--- Start Text passage ---

First and foremost, we are instructed to rejoice in the Lord. “Rejoice in the Lord always. Again I will say, rejoice!” (Philippians 4:4). The word “always” is key, because our rejoicing in God should not be based on our circumstances. For instance, in Habakkuk 3:17-18, the writer says he will continue to rejoice in the LORD despite hard times, such as famine. What are some practical ways we can rejoice in the Lord? Psalm 97:12 pairs rejoicing with thankfulness: “rejoice in the LORD you righteous, and give thanks at the remembrance of His holy name.” Psalm 33:1-3 adds that praise and singing are important ways to rejoice in the LORD. We can rejoice in our prayers to God, and we can rejoice in Him by how we speak of Him to others.

Rejoice in salvation

We have so much to be thankful for, and the gift of salvation is one that should fill us with praise and rejoicing. Consider these words from the book of Isaiah, “I will greatly rejoice in the Lord, my soul shall be joyful in my God; for He has clothed me with the garments of salvation, He has covered me with the robe of righteousness” (Isaiah 61:10).

--- End Text passage ---
--- Start Stored data ---

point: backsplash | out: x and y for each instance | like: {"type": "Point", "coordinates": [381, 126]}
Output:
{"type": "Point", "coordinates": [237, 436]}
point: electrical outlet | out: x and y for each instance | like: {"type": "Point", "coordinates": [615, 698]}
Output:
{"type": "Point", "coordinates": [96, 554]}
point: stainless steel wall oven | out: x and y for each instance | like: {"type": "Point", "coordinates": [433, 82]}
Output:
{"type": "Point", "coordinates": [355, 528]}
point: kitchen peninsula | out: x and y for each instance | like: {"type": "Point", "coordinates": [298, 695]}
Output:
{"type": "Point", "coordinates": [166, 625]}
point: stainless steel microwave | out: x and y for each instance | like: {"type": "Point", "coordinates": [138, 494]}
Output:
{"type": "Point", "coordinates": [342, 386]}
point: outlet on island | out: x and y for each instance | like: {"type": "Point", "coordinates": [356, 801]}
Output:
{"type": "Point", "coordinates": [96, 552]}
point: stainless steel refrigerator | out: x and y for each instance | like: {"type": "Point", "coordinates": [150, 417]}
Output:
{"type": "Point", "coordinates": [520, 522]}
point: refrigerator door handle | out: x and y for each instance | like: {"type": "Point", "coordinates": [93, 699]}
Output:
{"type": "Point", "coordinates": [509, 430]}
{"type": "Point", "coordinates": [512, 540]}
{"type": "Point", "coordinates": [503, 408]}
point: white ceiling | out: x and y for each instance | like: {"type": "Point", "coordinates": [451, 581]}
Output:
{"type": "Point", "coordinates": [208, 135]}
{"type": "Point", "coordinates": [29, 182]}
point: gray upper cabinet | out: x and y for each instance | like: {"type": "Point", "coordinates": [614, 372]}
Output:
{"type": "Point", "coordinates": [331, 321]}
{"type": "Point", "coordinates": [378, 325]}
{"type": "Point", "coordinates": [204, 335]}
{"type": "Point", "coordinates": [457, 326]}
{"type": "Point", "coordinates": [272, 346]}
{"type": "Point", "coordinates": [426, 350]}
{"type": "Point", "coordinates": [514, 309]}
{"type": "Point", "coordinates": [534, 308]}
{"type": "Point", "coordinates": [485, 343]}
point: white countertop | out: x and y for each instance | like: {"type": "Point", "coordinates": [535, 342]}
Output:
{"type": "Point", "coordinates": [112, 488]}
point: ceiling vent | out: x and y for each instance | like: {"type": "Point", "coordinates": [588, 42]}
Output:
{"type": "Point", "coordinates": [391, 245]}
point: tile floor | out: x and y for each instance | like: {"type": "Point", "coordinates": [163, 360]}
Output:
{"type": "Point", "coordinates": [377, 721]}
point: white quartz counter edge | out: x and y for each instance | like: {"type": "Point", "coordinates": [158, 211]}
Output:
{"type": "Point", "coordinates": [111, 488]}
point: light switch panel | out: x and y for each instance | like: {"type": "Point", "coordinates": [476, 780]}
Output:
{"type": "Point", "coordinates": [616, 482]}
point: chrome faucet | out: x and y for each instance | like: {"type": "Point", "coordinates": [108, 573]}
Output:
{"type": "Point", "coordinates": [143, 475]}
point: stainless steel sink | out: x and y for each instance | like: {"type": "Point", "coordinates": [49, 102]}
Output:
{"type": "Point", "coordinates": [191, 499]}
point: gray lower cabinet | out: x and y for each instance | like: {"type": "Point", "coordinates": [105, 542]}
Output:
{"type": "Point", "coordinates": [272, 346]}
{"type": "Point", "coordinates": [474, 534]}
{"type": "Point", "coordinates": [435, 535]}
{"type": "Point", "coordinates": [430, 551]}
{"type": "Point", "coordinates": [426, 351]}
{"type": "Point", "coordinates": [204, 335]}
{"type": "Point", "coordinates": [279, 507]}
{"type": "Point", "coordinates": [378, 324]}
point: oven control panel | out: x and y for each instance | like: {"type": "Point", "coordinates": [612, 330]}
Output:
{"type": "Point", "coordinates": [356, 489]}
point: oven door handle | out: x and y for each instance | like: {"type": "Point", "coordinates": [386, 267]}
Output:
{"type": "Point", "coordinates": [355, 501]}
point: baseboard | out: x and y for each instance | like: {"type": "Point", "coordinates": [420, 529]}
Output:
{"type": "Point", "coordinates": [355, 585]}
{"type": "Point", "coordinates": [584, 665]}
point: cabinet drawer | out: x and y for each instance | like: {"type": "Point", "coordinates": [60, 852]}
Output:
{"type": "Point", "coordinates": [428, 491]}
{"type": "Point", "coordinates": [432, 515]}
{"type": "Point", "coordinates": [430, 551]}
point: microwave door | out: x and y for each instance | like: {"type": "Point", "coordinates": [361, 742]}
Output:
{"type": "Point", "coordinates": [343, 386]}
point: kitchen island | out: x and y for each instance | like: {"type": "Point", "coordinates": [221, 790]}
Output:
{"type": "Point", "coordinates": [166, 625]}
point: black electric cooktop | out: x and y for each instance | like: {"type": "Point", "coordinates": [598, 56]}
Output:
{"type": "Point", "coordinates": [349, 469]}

--- End Stored data ---
--- Start Stored data ---

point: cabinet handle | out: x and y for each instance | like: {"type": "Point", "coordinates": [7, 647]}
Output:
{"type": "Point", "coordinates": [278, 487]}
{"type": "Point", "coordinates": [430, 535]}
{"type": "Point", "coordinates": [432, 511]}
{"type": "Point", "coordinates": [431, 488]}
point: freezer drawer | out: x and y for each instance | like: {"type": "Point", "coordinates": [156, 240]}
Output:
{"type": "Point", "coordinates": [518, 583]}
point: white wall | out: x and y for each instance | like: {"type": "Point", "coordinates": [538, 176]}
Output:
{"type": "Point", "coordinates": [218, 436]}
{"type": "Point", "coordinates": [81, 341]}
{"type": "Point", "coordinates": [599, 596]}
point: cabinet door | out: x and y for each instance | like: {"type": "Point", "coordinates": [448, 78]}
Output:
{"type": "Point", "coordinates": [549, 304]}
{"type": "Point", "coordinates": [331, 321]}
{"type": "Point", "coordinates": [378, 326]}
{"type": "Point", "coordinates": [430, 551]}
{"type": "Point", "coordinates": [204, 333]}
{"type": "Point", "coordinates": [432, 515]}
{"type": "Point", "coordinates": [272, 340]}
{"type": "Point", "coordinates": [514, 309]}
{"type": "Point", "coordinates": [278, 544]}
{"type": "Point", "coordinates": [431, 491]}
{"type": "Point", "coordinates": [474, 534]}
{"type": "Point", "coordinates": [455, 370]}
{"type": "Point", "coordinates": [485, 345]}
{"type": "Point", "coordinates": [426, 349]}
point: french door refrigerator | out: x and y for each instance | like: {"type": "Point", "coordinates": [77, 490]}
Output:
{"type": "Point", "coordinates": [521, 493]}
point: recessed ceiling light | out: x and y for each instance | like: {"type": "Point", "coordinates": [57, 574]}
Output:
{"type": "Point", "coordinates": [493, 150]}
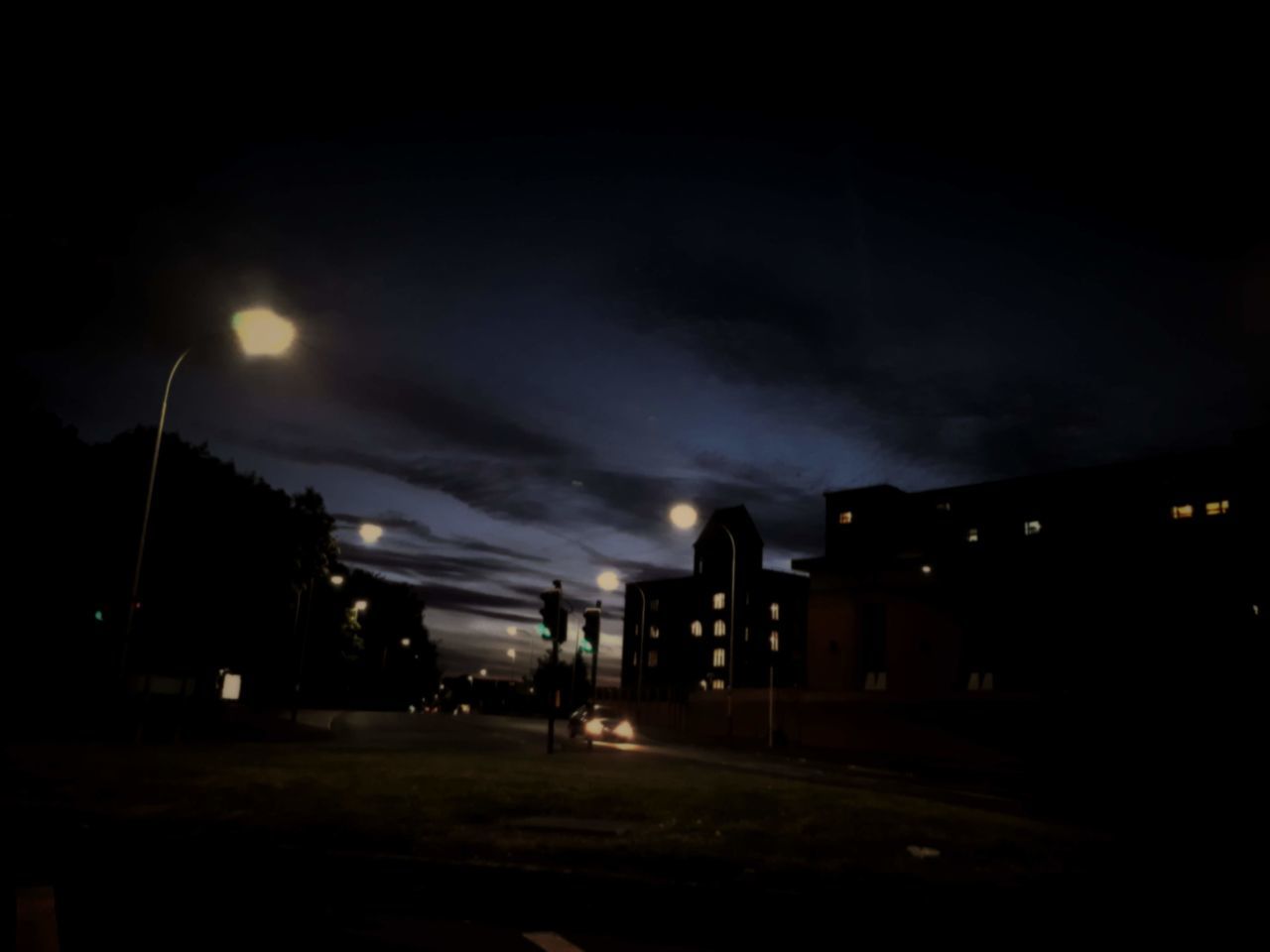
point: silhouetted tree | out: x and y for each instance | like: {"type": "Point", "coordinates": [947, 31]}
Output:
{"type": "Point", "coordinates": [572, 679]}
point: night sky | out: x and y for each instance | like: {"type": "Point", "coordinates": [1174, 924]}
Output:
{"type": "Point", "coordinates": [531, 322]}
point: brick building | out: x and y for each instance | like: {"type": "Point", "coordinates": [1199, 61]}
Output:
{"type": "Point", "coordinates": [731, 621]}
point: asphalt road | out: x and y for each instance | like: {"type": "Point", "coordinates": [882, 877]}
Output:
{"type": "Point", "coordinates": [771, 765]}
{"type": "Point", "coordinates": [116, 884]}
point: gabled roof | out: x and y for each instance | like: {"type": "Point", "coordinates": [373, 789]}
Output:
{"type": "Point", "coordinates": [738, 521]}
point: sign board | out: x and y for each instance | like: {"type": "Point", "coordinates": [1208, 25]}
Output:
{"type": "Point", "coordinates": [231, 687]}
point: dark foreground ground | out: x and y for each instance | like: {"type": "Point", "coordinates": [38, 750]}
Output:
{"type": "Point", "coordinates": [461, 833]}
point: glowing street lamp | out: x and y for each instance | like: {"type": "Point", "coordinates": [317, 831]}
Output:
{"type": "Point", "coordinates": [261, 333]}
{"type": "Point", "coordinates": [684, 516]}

--- End Stored data ---

▸ **Written request 1**
Summarize the passage on rejoicing in the Lord in two sentences.
▸ **Written request 2**
Transcribe the passage on rejoicing in the Lord from "First and foremost, we" to "Him to others.".
▸ **Written request 3**
Answer these questions from the passage on rejoicing in the Lord:
(a) Which verse pairs rejoicing with thankfulness?
(b) What hard time does the writer in Habakkuk 3:17-18 give as an example?
(c) In the quotation from Isaiah 61:10, what is the speaker covered with?
The records have no connection to the text.

▸ **Worked solution 1**
The passage says believers are told to rejoice in the Lord always, whatever their circumstances, and it names thankfulness, praise, singing, prayer, and how we speak of Him to others as practical ways to do this. It adds that the gift of salvation should fill us with praise and rejoicing, quoting Isaiah 61:10.

▸ **Worked solution 2**
First and foremost, we are instructed to rejoice in the Lord. “Rejoice in the Lord always. Again I will say, rejoice!” (Philippians 4:4). The word “always” is key, because our rejoicing in God should not be based on our circumstances. For instance, in Habakkuk 3:17-18, the writer says he will continue to rejoice in the LORD despite hard times, such as famine. What are some practical ways we can rejoice in the Lord? Psalm 97:12 pairs rejoicing with thankfulness: “rejoice in the LORD you righteous, and give thanks at the remembrance of His holy name.” Psalm 33:1-3 adds that praise and singing are important ways to rejoice in the LORD. We can rejoice in our prayers to God, and we can rejoice in Him by how we speak of Him to others.

▸ **Worked solution 3**
(a) Psalm 97:12
(b) Famine
(c) The robe of righteousness